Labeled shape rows
***

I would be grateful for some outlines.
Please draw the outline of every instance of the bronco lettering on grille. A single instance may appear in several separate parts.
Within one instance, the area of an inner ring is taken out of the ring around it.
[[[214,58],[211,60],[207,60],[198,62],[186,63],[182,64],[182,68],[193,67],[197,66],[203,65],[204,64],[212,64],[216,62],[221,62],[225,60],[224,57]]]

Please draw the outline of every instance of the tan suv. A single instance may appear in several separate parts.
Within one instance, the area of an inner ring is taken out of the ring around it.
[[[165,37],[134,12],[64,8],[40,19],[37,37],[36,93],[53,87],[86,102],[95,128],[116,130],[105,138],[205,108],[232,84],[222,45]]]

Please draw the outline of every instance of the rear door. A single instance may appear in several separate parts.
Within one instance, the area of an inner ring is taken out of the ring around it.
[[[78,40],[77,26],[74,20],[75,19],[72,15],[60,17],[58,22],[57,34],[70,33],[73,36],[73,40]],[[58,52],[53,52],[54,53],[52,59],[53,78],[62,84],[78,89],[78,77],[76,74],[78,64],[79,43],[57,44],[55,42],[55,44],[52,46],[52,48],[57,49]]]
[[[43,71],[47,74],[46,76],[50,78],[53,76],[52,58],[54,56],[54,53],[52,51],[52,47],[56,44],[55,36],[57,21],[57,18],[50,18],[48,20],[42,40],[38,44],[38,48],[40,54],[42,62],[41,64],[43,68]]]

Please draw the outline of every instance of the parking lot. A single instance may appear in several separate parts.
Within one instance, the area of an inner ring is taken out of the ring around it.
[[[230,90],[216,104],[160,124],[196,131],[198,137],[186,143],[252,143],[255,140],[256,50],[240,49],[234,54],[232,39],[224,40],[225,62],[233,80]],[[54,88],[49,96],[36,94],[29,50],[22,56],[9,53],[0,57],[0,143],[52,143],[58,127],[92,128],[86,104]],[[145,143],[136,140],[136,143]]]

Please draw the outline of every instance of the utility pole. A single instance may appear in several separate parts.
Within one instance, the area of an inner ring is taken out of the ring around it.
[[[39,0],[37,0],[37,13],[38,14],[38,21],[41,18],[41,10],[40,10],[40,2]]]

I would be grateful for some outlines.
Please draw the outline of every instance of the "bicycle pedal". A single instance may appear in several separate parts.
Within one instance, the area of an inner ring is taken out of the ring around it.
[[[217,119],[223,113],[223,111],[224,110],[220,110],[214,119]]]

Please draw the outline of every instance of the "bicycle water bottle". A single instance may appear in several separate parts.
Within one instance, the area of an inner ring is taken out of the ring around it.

***

● WRITTEN TASK:
Rewrite the lines starting at the one containing "Please draw the outline of every instance of the utility" and ending at the final line of the rows, both included, and keep the requests as they are. Multiply every point coordinate in the outlines by 1.55 and round each result to a whole number, with halves rounded up.

● REPLY:
Please draw the outline of every instance of the utility pole. A single instance may appear in several separate parts.
Within one instance, the area of an inner ring is taken out of the ring around it.
[[[60,0],[57,0],[57,20],[59,22],[59,33],[64,28],[64,16],[62,16],[62,3]]]

I would be grateful for some outlines.
Please draw the outline of every instance of the "bicycle pedal". A single instance may appear in several separate parts.
Within one instance, the area of an inner ring is taken out of the ring around it.
[[[336,184],[346,175],[346,172],[347,171],[341,171],[332,184]]]

Please draw the outline of every instance of the "bicycle water bottle". A single instance may appear in several separate parts.
Within one instance, the area of an inner ring is taken out of the ring around it.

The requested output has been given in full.